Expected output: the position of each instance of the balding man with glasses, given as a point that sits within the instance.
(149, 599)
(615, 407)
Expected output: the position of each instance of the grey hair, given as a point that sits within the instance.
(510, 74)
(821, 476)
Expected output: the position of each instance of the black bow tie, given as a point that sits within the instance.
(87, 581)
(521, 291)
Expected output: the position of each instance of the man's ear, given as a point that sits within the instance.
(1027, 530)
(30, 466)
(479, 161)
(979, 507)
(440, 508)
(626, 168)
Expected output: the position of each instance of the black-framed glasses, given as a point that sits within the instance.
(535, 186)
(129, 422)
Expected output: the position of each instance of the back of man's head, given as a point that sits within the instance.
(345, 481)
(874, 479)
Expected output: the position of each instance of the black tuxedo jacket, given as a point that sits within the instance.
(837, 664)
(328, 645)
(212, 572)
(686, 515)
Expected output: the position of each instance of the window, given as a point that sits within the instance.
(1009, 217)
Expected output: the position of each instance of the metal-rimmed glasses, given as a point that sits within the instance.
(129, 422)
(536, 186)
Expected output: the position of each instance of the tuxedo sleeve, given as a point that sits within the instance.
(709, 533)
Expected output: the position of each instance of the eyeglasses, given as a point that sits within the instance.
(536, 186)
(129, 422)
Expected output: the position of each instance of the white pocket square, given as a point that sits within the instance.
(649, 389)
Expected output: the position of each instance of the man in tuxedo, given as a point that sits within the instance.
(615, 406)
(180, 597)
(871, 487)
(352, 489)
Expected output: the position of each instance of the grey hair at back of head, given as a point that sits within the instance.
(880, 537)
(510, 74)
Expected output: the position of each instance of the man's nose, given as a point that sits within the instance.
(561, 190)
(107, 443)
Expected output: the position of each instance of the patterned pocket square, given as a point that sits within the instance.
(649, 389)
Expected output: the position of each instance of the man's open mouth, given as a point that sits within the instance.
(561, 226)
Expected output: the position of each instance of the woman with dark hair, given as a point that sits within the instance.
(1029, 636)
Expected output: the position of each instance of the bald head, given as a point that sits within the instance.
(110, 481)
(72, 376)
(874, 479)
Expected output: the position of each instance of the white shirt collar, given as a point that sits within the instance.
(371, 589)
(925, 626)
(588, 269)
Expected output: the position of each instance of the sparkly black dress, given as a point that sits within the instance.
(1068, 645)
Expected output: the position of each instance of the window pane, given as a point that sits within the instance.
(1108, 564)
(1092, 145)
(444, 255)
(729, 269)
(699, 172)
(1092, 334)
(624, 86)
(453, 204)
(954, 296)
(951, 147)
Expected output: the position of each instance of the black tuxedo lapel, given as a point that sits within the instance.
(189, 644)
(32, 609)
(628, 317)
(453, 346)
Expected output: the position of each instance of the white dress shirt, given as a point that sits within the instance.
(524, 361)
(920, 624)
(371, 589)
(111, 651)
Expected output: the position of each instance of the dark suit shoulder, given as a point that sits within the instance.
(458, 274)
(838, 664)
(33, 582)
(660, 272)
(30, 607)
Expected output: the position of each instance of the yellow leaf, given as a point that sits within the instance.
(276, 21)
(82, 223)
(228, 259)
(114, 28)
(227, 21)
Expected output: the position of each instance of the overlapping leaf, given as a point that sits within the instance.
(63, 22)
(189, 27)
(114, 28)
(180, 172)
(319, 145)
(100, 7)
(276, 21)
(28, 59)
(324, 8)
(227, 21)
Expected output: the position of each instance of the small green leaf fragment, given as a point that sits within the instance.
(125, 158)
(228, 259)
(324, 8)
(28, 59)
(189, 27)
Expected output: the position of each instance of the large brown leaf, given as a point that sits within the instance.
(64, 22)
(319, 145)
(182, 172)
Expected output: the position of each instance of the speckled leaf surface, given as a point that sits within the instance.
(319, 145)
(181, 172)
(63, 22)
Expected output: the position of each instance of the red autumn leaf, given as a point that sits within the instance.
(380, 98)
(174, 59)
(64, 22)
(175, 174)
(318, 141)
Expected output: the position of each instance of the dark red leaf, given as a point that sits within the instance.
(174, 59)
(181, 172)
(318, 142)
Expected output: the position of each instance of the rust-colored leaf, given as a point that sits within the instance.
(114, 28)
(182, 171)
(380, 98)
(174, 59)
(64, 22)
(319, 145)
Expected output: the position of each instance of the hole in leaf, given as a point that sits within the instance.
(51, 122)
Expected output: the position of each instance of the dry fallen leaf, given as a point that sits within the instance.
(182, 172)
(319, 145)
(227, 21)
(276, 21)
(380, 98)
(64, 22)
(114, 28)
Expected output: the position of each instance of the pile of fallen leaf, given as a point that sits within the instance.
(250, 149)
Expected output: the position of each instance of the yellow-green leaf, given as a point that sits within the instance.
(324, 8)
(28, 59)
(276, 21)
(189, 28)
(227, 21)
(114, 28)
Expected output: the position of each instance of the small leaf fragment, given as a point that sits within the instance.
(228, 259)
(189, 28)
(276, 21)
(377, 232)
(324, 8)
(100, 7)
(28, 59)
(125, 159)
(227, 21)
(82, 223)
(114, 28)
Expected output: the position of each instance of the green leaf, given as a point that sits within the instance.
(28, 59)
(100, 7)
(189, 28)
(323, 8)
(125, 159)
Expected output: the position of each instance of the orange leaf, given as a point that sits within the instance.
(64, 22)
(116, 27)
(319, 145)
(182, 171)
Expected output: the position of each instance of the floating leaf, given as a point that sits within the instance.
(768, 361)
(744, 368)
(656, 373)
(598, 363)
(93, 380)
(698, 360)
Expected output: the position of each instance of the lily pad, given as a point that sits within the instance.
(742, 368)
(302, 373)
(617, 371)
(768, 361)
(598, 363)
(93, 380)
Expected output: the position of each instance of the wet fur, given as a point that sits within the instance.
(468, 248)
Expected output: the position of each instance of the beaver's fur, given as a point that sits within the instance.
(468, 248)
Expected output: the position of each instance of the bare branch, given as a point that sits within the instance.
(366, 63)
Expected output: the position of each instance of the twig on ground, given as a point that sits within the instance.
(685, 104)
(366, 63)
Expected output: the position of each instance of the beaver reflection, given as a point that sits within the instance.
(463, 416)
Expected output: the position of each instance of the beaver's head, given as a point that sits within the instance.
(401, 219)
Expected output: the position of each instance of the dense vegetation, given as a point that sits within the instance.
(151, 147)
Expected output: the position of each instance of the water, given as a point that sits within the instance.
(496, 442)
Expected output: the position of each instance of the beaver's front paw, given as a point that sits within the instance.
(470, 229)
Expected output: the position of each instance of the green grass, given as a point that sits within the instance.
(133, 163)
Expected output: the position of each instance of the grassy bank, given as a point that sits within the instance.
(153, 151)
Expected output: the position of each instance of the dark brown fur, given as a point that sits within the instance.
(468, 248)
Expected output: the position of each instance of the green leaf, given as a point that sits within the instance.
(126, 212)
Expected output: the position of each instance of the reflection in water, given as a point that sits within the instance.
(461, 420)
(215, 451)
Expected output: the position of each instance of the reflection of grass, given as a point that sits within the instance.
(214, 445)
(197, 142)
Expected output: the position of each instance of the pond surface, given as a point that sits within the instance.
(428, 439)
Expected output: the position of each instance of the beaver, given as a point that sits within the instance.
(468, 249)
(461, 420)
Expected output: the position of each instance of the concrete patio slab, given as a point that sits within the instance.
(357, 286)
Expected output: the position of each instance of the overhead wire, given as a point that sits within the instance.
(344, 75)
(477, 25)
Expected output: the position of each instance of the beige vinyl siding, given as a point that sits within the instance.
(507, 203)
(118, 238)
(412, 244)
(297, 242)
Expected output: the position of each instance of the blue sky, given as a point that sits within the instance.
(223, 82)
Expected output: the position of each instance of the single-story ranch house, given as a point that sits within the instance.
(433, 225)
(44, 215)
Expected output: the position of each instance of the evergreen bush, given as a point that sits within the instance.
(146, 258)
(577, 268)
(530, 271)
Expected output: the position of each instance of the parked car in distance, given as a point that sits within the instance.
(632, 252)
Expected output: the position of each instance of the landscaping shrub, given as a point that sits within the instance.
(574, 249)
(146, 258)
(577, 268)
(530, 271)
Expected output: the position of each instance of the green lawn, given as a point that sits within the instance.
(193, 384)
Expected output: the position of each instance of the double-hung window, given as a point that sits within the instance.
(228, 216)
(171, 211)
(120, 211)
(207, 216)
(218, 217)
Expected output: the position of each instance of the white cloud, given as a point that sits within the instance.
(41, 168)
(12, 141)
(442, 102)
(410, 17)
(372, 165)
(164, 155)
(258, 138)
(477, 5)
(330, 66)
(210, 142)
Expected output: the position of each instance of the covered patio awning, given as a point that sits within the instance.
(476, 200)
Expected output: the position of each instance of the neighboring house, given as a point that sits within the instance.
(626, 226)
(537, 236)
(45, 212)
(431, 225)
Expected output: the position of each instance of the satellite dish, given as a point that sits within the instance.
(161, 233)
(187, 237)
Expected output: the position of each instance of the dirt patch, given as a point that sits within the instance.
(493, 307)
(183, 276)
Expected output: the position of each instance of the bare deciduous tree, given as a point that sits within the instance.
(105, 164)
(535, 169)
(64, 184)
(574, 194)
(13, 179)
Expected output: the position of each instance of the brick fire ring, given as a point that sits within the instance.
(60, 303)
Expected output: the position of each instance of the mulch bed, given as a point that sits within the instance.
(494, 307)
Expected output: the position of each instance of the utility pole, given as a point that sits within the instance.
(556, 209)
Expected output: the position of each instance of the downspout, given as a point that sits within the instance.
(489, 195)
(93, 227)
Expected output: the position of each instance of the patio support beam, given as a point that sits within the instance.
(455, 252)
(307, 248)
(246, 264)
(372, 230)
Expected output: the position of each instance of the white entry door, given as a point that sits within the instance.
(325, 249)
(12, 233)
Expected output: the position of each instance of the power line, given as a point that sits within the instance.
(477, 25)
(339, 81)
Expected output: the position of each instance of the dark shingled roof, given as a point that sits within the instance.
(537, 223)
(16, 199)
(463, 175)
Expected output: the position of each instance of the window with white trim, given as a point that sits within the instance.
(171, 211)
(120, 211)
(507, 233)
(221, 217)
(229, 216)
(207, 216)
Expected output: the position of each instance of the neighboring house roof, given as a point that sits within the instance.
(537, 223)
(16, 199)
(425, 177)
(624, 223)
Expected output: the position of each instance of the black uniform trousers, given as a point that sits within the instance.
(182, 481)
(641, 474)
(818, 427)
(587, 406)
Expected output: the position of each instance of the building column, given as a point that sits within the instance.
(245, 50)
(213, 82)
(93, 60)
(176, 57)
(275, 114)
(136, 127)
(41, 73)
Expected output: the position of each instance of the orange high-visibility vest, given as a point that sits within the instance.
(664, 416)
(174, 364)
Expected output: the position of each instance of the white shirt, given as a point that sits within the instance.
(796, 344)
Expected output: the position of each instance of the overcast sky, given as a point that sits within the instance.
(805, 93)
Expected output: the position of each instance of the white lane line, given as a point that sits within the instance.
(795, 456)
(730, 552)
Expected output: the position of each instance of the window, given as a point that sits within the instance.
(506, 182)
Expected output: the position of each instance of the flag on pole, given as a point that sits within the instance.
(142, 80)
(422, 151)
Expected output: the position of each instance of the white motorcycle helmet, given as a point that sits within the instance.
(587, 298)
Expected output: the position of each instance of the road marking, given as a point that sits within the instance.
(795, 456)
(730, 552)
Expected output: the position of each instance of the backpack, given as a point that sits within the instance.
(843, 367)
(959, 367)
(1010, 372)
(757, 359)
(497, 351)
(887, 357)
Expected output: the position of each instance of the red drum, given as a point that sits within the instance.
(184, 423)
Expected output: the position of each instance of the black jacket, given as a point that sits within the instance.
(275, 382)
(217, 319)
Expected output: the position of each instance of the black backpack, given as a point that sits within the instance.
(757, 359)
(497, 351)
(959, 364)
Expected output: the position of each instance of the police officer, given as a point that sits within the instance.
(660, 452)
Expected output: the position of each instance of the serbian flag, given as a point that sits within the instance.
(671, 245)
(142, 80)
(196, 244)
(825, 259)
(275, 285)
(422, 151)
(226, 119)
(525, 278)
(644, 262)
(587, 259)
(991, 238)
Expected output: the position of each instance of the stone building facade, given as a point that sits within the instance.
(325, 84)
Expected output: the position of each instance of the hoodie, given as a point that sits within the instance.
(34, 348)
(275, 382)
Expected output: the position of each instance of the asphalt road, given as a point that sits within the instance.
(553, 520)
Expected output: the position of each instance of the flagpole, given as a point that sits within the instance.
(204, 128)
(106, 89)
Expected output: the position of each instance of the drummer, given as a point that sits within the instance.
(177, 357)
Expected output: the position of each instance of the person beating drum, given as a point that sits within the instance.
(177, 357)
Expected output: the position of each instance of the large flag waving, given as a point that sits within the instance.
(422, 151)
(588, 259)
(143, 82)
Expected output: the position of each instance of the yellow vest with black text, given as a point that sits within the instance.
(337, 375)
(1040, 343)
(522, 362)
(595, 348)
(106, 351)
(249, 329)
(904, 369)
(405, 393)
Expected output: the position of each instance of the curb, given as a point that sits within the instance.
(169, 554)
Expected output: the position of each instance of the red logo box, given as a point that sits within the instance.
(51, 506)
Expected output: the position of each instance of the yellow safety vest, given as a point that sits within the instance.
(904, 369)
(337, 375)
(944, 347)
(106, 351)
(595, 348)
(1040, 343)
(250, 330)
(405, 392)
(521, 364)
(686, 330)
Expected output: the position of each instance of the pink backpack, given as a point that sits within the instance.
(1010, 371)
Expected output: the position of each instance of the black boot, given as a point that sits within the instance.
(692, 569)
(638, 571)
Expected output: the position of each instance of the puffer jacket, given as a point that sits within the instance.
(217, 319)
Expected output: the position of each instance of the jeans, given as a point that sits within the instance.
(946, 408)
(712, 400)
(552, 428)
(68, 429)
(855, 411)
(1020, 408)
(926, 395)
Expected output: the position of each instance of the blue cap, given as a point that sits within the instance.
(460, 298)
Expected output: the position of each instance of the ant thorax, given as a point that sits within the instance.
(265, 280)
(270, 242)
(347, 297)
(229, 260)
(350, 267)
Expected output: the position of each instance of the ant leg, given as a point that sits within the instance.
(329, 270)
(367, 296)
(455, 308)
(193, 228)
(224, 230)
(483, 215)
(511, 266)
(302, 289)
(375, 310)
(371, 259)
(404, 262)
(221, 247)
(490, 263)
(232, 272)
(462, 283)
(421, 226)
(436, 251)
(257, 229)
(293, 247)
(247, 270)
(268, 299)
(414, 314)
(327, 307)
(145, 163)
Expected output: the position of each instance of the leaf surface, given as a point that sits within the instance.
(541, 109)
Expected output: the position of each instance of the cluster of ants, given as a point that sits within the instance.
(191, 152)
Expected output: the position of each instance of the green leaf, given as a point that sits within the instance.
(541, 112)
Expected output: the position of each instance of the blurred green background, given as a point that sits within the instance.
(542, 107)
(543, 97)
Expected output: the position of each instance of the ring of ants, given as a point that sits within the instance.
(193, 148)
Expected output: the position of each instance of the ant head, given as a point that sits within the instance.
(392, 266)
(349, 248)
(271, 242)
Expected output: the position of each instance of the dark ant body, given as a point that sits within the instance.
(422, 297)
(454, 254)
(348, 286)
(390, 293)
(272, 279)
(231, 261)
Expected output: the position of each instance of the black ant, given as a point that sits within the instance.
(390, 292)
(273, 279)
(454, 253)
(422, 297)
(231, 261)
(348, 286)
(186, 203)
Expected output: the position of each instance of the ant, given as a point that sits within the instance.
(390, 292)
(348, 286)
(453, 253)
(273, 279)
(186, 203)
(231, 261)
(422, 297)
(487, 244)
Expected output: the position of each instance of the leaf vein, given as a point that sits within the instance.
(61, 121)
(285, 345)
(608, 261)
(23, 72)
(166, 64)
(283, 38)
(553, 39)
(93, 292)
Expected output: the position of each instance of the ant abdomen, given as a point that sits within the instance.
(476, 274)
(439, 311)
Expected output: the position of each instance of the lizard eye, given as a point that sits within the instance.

━━━

*ABOUT THIS EXERCISE*: Your task is to write out, exactly, the line that contains "ant abdomen, given" and each line after it to the end of the data, with no other lines.

*SOLUTION TO THIS PROBLEM*:
Expected output: the position of each instance of the ant abdomen, given as a point that sits within the instance.
(476, 274)
(439, 311)
Expected output: the position of each instance of the lizard eye, given as a point that sits within the instance.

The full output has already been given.